[Records]
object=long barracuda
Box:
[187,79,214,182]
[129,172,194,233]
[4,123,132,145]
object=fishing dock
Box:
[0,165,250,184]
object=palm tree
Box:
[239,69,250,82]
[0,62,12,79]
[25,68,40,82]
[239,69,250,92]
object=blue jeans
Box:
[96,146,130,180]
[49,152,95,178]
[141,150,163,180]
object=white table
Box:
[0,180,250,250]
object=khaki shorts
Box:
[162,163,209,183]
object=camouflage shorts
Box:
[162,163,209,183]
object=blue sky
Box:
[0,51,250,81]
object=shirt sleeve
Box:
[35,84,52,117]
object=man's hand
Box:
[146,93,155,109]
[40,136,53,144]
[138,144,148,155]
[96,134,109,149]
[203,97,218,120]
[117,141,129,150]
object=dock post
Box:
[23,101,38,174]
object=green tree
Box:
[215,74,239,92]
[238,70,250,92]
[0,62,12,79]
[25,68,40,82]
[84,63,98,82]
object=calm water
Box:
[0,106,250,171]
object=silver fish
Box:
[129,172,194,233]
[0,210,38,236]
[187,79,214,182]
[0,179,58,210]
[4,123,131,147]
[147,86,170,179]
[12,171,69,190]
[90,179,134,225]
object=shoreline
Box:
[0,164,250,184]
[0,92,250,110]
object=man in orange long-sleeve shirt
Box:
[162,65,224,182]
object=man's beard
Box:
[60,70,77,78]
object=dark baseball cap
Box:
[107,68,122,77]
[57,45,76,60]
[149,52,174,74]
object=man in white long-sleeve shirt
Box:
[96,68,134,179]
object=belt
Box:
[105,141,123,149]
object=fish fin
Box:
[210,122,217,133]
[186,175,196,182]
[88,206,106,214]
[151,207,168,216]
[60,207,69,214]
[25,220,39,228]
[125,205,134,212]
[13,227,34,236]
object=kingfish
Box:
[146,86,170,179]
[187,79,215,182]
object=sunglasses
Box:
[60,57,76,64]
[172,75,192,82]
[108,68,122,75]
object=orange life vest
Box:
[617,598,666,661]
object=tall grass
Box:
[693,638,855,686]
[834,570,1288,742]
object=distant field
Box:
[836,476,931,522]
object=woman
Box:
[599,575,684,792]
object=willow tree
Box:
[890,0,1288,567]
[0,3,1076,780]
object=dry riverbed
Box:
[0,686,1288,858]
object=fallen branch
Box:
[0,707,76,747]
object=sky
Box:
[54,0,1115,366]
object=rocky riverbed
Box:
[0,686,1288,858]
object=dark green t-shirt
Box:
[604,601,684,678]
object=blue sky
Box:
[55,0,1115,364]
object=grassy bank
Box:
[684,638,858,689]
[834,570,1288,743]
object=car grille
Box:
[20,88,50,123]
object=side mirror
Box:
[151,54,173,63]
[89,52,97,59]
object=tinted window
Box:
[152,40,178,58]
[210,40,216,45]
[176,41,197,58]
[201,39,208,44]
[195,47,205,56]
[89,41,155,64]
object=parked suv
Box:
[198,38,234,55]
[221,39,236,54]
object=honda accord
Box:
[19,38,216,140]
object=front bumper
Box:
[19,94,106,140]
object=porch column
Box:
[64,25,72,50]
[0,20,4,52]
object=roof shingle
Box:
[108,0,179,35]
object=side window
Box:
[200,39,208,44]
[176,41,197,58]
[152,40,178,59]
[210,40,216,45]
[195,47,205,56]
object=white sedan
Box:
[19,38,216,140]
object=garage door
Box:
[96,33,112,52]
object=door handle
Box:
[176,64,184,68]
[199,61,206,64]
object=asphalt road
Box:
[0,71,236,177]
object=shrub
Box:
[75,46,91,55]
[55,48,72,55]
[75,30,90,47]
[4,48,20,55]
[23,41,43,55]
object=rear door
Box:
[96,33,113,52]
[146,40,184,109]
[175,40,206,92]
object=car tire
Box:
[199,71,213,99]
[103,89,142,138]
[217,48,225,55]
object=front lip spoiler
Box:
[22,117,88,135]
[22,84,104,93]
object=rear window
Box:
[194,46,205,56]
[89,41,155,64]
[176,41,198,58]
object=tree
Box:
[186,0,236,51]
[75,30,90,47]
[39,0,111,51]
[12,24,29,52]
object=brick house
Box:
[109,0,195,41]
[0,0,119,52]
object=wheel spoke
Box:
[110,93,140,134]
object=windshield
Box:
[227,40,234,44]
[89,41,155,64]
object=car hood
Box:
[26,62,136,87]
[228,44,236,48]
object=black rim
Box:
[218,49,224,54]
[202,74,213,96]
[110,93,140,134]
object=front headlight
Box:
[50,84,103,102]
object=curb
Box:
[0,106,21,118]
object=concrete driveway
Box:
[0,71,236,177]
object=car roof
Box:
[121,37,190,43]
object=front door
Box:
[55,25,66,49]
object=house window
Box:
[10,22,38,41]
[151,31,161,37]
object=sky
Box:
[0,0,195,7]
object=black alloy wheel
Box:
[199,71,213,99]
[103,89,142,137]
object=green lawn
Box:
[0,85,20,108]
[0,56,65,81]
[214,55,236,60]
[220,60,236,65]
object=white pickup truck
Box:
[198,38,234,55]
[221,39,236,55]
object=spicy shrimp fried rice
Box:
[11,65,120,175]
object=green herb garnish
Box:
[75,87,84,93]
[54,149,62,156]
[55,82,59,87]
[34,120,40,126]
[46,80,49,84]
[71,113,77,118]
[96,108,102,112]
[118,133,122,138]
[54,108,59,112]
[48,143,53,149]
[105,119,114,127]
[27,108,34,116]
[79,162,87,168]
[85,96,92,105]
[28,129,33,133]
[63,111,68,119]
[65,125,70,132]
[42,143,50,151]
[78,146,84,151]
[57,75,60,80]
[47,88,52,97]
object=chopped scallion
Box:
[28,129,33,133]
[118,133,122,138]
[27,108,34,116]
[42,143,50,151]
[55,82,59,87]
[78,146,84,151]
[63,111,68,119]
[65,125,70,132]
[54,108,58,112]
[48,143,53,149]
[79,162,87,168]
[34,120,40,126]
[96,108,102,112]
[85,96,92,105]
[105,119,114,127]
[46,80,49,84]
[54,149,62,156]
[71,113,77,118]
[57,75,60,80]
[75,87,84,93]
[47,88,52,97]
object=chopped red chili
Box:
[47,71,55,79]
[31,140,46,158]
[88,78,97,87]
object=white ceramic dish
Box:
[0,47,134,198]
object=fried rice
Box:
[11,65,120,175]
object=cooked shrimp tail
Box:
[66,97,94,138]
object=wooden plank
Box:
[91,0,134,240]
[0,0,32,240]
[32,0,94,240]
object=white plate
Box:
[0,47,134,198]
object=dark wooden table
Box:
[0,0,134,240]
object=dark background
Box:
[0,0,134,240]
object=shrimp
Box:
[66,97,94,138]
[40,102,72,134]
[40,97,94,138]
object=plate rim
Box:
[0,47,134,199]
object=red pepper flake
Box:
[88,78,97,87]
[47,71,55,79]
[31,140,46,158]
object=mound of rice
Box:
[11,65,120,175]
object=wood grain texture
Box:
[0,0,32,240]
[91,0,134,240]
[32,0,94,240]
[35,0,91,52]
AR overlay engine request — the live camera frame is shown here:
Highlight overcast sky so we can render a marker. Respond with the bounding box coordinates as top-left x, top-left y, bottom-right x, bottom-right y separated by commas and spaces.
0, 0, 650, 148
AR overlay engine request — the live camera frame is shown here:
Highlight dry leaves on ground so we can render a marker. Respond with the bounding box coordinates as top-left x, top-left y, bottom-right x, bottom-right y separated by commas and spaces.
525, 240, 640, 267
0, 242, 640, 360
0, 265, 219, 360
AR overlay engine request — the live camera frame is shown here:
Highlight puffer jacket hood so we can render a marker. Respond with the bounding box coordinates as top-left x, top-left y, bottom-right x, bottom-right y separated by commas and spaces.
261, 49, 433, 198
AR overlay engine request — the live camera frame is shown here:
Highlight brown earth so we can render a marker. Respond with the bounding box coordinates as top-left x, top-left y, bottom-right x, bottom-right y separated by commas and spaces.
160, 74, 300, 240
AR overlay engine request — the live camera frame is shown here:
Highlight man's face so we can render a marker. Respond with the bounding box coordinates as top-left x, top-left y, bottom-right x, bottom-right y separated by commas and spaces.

▶ [STATED TASK]: Print every line from the first one down to and including the line that contains "[149,52,174,74]".

▶ [RESULT FOR THIS TASK]:
object=long barracuda
Box:
[187,79,214,182]
[129,172,194,233]
[4,123,132,145]
object=fishing dock
Box:
[0,165,250,184]
object=palm tree
Box:
[239,69,250,82]
[0,62,12,79]
[25,68,40,82]
[239,69,250,92]
object=blue jeans
Box:
[96,146,130,180]
[49,152,95,178]
[141,150,163,180]
object=white table
Box:
[0,180,250,250]
object=khaki shorts
Box:
[162,163,209,183]
object=camouflage shorts
Box:
[162,163,209,183]
object=blue sky
Box:
[0,51,250,81]
object=shirt sleeve
Box:
[35,84,52,117]
object=man's hand
Box:
[146,93,155,109]
[40,136,53,144]
[138,144,148,155]
[96,134,109,149]
[203,97,218,120]
[117,141,129,150]
object=dock post
Box:
[23,101,38,174]
object=green tree
Box:
[215,74,239,92]
[238,70,250,92]
[0,62,12,79]
[25,68,40,82]
[84,63,98,82]
object=calm water
Box:
[0,106,250,171]
object=silver fish
Box:
[129,172,194,233]
[0,210,38,236]
[187,79,214,182]
[0,179,58,210]
[4,123,131,147]
[147,86,170,179]
[12,171,69,190]
[90,179,134,225]
object=shoreline
Box:
[0,164,250,184]
[0,92,250,110]
object=man in orange long-sleeve shirt
Box:
[162,65,224,182]
object=man's beard
Box:
[60,70,77,78]
object=dark baseball cap
Box:
[107,68,122,77]
[57,45,76,60]
[149,52,174,74]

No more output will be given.